Tolong teruskan teks di bawah tentang pengujian UU Ketenagalistrikan di Mahkamah Konstitusi, mulai setelah kalimat terakhirnya.

▶ [Teks yang Diberikan]
⟨
Pasal 44 ayat (4) Undang-Undang Nomor 30 Tahun 2009 tentang Ketenagalistrikan mewajibkan penggunaan sertifikat layak operasi (SLO) bagi konsumen baru PT PLN Persero maupun tambah daya PLN PT Persero. Aturan itu dianggap merugikan konsumen. Apalagi, ditambah norma Pasal 54 UU tersebut yang mengatur sanksi pidana apabila ketentuan SLO tidak dilaksanakan.
Hal tersebut diungkapkan Ibnu Kholdun, seorang pakar ketenagalistrikan yang menjadi pemohon dalam pengujian UU Ketenagalistrikan. Dalam sidang yang dipimpin Wakil Ketua Mahkamah Konstitusi Arief Hidayat, ia menuturkan Pasal 44 ayat (4) dan Pasal 54 UU tersebut sangat memberatkan. “Berdasarkan keadaan di lapangan, masyarakat ekonomi bawah, rumahnya saja tidak sampai senilai seratus juta rupiah, sementara sanksinya ini sampai lima ratus juta rupiah. Artinya, undang-undang ini secara tidak langsung memaksa, mau tidak mau harus dipaksakan,” jelasnya pada sidang perdana perkara teregistrasi nomor 58/PUU-XII/2014 di Ruang Sidang Pleno MK, Jakarta, Selasa (22/7).
Menurut Pemohon, ketentuan tersebut bertentangan dengan Pasal 28 huruf g Undang-Undang Dasar Negara Tahun 1945 yang menyatakan setiap orang berhak atas perlindungan diri pribadi, keluarga, kehormatan, martabat, dan harta benda yang di bawah kekuasaannya, serta berhak atas rasa aman dari dari ancaman ketakutan untuk berbuat atau tidak berbuat sesuatu hak asasi manusia. “Artinya, berdasarkan UUD 1945, kita berhak diberikan kebebasan untuk berbuat sesuatu, untuk tidak berbuat sesuatu, untuk melindungi kepentingan. Sementara dikaitkan dengan UU Ketenagalistrikan Pasal 44 ayat (4) dan Pasal 54, ini sifatnya memaksa dan tidak ada manfaatnya,” imbuhnya.
Pasal 44 ayat (4) UU Ketenagalistrikan menyatakan:
Setiap instalasi tenaga listrik yang beroperasi wajib memiliki sertifikat laik operasi
Pasal 54 UU Ketenagalistrikan menyatakan:
(1) Setiap orang yang mengoperasikan instalasi tenaga listrik tanpa sertifikat layak operasi sebagaimana dimaksud dalam Pasal 44 ayat (4) dipidana dengan pidana penjara paling lama 5 (lima) tahun dan denda paling banyak Rp 500.000.000,00 (lima ratus juta rupiah)
⟩
▶ [Data Terkumpul]
⟨
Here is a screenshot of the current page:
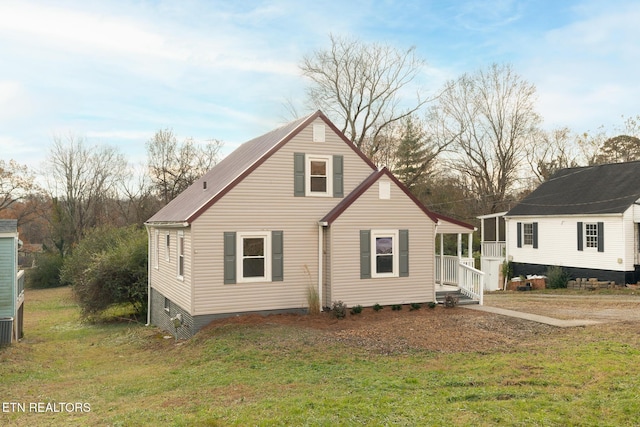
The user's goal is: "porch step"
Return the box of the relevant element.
⟩
▶ [Hasil Latihan]
(2) Setiap orang yang memproduksi, mengedarkan, atau memperjualbelikan peralatan dan pemanfaat tenaga listrik yang tidak sesuai dengan standar nasional Indonesia sebagaimana dimaksud dalam Pasal 44 ayat (5) dipidana dengan pidana penjara paling lama 5 (lima) tahun dan denda paling banyak Rp 5.000.000.000,00 (lima miliar rupiah)
Oleh karena itu, Pemohon meminta MK untuk membatalkan Pasal 44 ayat (4) dan Pasal 54 UU Ketenagalistrikan dan menyatakan tidak diberlakukan kewajiban penggunaan SLO.
Nasihat Hakim
Menanggapi permohonan tersebut, hakim konstitusi Patrialis Akbar menyarankan Pemohon untuk memperbaiki struktur permohonannya. Ia juga meminta Pemohon untuk mencantumkan kewenangan Mahkamah dan kedudukan hukum Pemohon. “Kemudian di dalam permohonan ini, belum begitu kelihatan hubungan sebab-akibat. Antara permohonan dengan kerugian yang diajukan, dan sebaiknya. Itu perlu diuraikan di dalam posisi legal standing,” ujarnya.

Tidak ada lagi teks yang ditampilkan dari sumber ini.